LISTED RECORDS:
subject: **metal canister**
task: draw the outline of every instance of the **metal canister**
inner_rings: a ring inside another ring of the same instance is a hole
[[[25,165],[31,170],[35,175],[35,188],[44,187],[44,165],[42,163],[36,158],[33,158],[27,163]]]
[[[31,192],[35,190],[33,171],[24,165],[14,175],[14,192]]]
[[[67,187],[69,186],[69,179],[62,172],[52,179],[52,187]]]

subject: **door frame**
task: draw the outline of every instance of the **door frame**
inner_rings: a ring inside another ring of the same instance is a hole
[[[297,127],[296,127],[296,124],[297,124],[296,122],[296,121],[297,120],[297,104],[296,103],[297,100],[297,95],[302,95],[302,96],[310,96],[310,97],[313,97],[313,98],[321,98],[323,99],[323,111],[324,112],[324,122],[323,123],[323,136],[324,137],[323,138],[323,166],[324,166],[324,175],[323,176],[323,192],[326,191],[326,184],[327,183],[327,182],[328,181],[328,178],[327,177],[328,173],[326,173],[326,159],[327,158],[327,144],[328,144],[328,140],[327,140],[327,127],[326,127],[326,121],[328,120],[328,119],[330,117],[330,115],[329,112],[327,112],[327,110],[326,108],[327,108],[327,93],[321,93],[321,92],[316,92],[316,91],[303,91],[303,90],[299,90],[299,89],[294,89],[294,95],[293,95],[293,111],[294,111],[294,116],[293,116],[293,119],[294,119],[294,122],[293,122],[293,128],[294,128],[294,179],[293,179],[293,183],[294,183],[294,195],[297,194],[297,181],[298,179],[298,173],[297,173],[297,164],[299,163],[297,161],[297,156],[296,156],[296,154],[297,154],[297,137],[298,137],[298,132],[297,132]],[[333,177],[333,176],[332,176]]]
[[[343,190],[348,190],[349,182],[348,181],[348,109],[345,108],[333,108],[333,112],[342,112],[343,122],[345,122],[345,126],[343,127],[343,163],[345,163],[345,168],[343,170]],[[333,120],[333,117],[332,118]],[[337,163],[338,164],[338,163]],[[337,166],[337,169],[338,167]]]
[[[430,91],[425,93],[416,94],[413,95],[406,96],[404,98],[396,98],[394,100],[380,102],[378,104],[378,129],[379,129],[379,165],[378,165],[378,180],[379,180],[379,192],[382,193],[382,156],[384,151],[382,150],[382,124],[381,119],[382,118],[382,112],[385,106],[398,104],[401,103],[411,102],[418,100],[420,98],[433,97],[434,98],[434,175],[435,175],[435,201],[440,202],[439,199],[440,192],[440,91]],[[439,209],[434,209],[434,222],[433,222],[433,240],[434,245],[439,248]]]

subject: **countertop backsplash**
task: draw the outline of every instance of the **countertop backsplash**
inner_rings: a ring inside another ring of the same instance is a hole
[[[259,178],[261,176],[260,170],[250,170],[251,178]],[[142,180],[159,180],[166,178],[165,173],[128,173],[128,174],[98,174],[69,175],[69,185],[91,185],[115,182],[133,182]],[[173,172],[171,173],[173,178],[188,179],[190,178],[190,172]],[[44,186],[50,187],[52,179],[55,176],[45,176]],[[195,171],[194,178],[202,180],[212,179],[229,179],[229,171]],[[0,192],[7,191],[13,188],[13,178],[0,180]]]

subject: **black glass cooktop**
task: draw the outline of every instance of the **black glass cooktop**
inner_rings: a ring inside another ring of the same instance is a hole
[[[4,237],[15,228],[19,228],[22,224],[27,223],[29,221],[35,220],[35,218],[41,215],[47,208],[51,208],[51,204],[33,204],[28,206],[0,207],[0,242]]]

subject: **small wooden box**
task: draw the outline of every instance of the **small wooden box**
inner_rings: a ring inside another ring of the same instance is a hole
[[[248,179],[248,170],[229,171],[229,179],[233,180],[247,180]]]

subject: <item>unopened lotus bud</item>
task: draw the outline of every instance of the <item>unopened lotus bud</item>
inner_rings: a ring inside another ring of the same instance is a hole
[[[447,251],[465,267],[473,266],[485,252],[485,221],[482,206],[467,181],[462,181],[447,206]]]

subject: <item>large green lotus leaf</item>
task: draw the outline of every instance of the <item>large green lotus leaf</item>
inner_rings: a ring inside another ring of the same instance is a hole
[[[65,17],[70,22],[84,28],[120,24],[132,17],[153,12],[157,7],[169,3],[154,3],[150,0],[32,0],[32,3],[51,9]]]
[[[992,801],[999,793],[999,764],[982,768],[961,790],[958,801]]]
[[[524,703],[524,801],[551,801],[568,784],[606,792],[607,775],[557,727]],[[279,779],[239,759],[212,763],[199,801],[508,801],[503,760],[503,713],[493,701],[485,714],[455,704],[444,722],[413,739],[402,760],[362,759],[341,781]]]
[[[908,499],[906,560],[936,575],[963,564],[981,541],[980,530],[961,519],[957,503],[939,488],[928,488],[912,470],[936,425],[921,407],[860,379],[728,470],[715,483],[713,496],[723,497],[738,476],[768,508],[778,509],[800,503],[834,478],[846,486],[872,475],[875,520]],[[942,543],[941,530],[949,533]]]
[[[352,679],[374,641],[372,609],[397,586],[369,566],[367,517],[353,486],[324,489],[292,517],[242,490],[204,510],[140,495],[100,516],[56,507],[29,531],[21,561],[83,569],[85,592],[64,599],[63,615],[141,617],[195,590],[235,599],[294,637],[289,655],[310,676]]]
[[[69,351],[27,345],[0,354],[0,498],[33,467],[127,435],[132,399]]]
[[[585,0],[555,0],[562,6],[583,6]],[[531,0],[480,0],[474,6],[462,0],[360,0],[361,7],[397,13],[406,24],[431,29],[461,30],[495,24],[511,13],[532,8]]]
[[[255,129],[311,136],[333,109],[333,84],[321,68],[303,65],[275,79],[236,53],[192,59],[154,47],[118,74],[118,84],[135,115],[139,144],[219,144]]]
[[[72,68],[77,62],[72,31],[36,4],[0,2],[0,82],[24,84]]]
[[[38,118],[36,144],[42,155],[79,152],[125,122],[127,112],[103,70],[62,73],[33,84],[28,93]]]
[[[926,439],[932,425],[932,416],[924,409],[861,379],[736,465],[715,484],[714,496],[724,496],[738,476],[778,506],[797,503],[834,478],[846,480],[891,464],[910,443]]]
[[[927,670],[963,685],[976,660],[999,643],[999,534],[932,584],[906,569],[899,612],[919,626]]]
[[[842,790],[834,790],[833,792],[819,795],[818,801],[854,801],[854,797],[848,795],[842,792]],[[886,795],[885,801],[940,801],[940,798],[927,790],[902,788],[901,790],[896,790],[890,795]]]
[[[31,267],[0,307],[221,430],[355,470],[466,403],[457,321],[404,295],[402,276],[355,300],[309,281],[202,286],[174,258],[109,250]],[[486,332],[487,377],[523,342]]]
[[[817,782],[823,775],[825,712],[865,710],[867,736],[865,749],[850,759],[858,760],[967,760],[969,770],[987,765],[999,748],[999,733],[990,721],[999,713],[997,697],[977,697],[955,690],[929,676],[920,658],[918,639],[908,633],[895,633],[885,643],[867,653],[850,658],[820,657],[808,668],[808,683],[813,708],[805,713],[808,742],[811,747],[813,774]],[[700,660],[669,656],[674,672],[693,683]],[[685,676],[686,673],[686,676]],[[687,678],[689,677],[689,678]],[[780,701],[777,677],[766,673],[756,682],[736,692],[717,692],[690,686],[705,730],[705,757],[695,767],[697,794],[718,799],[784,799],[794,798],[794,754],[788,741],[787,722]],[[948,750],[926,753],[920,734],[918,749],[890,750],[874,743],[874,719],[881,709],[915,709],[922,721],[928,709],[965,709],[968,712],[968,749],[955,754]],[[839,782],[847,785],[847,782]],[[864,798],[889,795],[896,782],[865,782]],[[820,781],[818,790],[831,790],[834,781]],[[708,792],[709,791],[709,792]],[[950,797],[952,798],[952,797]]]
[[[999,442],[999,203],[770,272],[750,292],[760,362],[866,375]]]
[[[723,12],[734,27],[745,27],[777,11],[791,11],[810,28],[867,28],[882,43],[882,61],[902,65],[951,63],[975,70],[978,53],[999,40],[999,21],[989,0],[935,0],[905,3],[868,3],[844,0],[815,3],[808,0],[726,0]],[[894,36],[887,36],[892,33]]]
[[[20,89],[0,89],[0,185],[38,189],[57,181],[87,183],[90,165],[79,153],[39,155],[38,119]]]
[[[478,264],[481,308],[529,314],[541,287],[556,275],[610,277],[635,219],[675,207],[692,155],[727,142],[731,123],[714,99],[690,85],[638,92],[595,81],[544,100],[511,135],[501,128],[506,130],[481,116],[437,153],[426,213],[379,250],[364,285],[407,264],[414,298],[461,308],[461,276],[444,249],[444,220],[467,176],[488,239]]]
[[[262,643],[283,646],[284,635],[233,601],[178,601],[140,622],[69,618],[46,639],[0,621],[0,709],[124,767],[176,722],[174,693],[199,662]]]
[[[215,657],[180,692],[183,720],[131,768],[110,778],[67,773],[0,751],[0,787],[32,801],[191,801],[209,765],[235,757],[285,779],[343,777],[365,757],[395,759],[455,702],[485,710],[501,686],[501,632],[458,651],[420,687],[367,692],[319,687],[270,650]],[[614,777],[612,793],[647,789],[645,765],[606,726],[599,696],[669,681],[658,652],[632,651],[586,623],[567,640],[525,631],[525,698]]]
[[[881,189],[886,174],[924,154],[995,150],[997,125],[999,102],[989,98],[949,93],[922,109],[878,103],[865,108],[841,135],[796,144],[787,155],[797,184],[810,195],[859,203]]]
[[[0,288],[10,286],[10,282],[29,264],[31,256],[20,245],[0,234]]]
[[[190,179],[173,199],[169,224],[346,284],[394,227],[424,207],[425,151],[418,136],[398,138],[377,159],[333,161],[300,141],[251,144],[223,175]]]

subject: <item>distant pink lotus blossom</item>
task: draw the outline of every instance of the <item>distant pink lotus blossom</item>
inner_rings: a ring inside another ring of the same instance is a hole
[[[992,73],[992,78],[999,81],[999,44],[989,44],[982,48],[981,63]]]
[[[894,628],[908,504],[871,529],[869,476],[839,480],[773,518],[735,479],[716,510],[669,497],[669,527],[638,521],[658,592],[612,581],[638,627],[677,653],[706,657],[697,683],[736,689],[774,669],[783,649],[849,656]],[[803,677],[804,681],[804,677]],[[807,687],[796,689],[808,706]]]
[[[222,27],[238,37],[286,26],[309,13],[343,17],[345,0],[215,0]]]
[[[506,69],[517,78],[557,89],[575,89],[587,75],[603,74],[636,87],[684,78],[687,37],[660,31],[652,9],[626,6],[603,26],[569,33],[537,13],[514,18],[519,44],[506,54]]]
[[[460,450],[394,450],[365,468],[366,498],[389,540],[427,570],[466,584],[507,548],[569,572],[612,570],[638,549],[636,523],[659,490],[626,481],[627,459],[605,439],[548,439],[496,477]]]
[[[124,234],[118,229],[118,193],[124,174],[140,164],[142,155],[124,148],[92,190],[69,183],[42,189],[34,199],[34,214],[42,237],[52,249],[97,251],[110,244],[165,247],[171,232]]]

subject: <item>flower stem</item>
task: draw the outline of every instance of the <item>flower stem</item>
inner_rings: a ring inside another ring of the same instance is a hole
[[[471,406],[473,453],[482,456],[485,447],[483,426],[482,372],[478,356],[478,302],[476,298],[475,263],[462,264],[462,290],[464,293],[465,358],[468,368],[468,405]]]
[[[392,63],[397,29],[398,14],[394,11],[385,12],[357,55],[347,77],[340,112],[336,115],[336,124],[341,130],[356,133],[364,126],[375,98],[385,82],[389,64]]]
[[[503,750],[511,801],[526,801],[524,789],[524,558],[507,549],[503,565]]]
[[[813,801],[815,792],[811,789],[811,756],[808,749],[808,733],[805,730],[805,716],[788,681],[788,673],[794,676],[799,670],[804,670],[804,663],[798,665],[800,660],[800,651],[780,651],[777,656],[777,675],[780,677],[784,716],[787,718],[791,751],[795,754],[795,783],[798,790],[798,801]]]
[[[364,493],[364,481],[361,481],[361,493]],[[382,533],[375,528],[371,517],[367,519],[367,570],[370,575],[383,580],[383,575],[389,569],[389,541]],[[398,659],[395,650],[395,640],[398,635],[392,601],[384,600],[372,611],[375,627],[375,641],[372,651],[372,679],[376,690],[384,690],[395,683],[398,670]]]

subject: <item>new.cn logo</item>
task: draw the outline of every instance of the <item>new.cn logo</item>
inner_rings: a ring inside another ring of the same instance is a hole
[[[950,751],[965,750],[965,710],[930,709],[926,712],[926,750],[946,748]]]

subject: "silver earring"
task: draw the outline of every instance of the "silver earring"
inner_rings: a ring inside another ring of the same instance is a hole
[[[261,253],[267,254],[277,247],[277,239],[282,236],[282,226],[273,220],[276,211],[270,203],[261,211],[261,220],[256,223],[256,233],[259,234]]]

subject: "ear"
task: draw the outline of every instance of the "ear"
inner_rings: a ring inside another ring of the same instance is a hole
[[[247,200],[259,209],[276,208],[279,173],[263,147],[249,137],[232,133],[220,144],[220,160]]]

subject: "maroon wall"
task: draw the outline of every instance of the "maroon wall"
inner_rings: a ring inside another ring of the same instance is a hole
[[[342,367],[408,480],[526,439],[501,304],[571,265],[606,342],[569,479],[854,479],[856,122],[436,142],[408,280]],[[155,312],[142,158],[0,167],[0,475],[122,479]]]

WHAT TO WORK ON: Convert the records, from the first line up to and including the line containing "[[[67,187],[69,186],[69,179],[62,172],[52,179],[52,187]]]", into a Markdown table with the columns Row and Line. Number each line in sequence and omit blank lines.

ANSWER TO THIS TASK:
| Row | Line |
|---|---|
| 1 | subject: **metal canister** |
| 2 | task: draw the outline of every instance of the **metal canister** |
| 3 | inner_rings: a ring inside another ring of the same instance is a hole |
| 4 | [[[25,165],[31,170],[35,175],[35,188],[44,187],[44,165],[42,163],[36,158],[33,158],[27,163]]] |
| 5 | [[[31,192],[35,190],[33,171],[24,165],[14,175],[14,192]]] |
| 6 | [[[67,187],[69,186],[69,179],[62,172],[52,179],[52,187]]] |